こんにちは。40代前半、3児の父にして2021年にFIREを達成した、みもじ(
@mimojinojinsei
)と申します。私は、貯金ゼロの浪費家から節約家へと転身し資産形成に専念しました。過去に働き過ぎて体と心を壊した経験から、自分の人生を見つめ直しFIREを決断。現在は資産形成のコツや自己の人生観について、Twitterを中心に情報を発信中です。
FIREとはFinancial Independence Retire Earlyの頭文字を取ったアメリカ発祥の文化で、経済的に独立して早期退職を目指すライフスタイルのこと。30~40代などで早くリタイアし、給与収入がなくても投資の運用益などで生活できるスタイルです。その分、自分や家族との時間を大切にして望み通りの人生を過ごすという考えは、私の人生観ともマッチしています。
ここでは「お金を使わずに幸せな暮らしをする」をテーマに、日常的に大切な節約について、あるいは資産運用と節約の大切さ、FIRE後の生活の楽しさなどをお話ししていきます。お金の不安を取り除き、少しでも多くの方に自分らしい人生を送ってもらうことが目標です。
第1回の今回は「資産形成する上で節約が大事な理由」と、投資とのバランスについてお伝えします。
資産形成において、なぜ投資よりもまず節約が大事なのか
FIREの達成のためにも、またその後の生活にも欠かせないのは、資産運用になります。ですが、まずしなくてはならないのは、投資ではなく節約です。
節約を徹底していくとお金の減り具合が変わってきます。お金をどれくらい使っているのかが感覚的に感じられるようになりますし、貯蓄額などの数字としても認識できるようになります。投資の運用益は始めのころはなかなか感じることができませんが、節約なら1カ月目から感じることができます。そのため、私の場合は資産形成のモチベーションアップにもつながっていました。
節約が大事な理由について、2つの大きなポイントを紹介します。

________________

練習問題 - 上の節約に関する文章のうち、「節約を徹底していくとお金の減」から「ップにもつながっていました。」までを一字も変えずに書き出しなさい。

提示データ -
________________

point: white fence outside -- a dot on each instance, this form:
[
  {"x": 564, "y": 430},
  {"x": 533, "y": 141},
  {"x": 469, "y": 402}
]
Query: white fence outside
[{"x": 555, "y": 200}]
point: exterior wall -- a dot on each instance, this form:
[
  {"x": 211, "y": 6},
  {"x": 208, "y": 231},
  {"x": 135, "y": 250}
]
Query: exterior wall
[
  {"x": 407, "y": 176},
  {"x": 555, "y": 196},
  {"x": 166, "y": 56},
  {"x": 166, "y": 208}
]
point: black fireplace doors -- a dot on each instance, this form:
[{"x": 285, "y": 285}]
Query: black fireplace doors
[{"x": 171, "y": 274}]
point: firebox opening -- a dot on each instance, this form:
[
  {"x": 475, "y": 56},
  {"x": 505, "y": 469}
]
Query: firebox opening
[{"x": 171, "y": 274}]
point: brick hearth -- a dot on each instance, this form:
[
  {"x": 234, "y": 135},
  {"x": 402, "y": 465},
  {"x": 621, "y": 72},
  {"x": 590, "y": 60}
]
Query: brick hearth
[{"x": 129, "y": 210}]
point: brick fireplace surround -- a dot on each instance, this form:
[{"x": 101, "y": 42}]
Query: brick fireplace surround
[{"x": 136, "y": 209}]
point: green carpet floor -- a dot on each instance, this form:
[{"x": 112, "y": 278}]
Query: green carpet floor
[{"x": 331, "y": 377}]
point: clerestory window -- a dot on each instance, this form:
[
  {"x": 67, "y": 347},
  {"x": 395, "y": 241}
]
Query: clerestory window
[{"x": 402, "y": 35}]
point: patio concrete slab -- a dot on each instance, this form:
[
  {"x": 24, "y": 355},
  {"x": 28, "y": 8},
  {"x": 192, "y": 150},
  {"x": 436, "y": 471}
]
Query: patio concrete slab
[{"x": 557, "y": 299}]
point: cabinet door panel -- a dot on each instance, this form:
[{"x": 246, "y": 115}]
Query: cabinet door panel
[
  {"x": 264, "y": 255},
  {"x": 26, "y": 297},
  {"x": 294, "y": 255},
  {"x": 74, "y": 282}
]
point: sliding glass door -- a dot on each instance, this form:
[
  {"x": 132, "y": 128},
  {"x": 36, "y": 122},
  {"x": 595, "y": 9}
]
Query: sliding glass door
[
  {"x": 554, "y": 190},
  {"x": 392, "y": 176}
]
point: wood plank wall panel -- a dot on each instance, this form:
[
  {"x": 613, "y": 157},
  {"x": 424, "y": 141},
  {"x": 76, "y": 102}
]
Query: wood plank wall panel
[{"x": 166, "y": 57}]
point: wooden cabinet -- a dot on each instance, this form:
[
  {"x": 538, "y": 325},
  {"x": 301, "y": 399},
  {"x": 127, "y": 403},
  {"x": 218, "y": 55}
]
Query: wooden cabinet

________________

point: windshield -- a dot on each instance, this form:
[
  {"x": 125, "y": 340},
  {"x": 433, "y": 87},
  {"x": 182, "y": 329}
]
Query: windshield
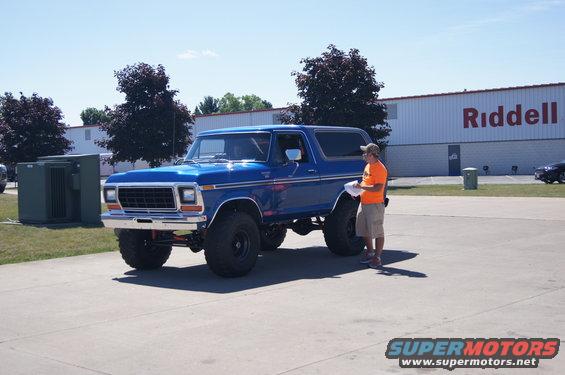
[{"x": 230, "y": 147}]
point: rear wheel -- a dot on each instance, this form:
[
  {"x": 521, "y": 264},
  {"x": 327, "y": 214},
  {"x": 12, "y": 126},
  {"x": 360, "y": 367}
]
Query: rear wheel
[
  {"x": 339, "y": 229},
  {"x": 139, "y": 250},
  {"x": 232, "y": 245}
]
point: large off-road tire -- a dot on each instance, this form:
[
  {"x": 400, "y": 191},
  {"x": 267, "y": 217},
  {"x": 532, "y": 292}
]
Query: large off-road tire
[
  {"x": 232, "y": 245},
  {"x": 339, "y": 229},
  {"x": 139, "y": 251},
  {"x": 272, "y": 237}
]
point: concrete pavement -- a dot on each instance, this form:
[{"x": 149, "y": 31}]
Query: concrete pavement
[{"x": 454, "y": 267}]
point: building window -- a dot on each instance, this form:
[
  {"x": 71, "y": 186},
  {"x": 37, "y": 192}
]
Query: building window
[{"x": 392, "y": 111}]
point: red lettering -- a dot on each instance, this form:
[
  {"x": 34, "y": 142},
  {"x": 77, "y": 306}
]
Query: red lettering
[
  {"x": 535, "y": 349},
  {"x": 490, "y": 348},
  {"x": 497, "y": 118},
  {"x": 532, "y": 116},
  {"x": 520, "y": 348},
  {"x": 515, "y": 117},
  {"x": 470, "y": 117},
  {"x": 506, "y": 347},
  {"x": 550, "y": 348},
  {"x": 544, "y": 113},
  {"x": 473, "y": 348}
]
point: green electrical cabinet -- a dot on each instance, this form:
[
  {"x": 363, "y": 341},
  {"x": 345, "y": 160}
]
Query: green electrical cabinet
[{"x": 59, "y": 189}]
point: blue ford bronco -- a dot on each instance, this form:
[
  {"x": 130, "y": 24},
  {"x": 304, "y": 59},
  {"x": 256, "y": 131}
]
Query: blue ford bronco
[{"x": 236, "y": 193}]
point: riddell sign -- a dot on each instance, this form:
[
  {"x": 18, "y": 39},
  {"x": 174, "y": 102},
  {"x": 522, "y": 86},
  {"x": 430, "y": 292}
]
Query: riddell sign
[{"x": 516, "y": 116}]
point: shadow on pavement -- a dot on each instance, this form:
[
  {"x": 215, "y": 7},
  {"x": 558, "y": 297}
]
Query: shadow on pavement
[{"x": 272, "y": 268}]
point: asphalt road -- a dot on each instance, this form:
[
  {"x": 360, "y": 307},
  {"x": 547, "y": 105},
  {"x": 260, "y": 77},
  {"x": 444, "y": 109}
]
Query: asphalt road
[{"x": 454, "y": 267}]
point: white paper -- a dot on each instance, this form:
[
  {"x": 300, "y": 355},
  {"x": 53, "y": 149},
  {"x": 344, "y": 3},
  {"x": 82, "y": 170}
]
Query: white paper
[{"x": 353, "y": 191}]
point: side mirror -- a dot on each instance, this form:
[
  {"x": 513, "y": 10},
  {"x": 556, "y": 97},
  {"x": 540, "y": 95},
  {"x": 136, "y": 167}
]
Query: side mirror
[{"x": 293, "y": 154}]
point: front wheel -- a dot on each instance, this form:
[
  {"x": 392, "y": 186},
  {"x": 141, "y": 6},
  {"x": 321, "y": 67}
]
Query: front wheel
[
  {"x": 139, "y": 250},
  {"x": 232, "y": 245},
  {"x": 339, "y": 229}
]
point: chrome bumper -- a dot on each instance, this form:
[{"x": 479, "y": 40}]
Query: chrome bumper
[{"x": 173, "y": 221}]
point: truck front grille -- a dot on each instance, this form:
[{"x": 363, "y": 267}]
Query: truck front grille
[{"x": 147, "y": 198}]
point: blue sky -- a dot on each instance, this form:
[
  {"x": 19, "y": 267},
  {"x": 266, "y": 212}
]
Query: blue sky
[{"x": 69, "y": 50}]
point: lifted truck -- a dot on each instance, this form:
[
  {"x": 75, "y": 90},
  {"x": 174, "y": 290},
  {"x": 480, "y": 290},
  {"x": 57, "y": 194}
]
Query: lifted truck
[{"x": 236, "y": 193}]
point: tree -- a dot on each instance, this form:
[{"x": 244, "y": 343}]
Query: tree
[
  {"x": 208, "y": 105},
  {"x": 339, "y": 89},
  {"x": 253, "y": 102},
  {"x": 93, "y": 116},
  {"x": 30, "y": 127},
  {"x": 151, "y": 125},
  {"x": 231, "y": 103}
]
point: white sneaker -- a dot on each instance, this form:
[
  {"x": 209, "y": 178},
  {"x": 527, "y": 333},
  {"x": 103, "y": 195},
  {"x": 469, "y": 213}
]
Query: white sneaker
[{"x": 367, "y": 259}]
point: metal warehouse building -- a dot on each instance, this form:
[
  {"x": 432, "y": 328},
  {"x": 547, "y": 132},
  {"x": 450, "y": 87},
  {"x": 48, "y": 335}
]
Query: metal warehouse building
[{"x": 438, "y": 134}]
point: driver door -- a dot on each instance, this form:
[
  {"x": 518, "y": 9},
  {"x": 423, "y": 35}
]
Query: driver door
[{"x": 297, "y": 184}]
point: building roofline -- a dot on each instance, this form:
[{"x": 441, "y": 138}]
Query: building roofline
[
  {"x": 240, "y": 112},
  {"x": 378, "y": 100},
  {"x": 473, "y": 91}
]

________________

解答例 -
節約を徹底していくとお金の減り具合が変わってきます。お金をどれくらい使っているのかが感覚的に感じられるようになりますし、貯蓄額などの数字としても認識できるようになります。投資の運用益は始めのころはなかなか感じることができませんが、節約なら1カ月目から感じることができます。そのため、私の場合は資産形成のモチベーションアップにもつながっていました。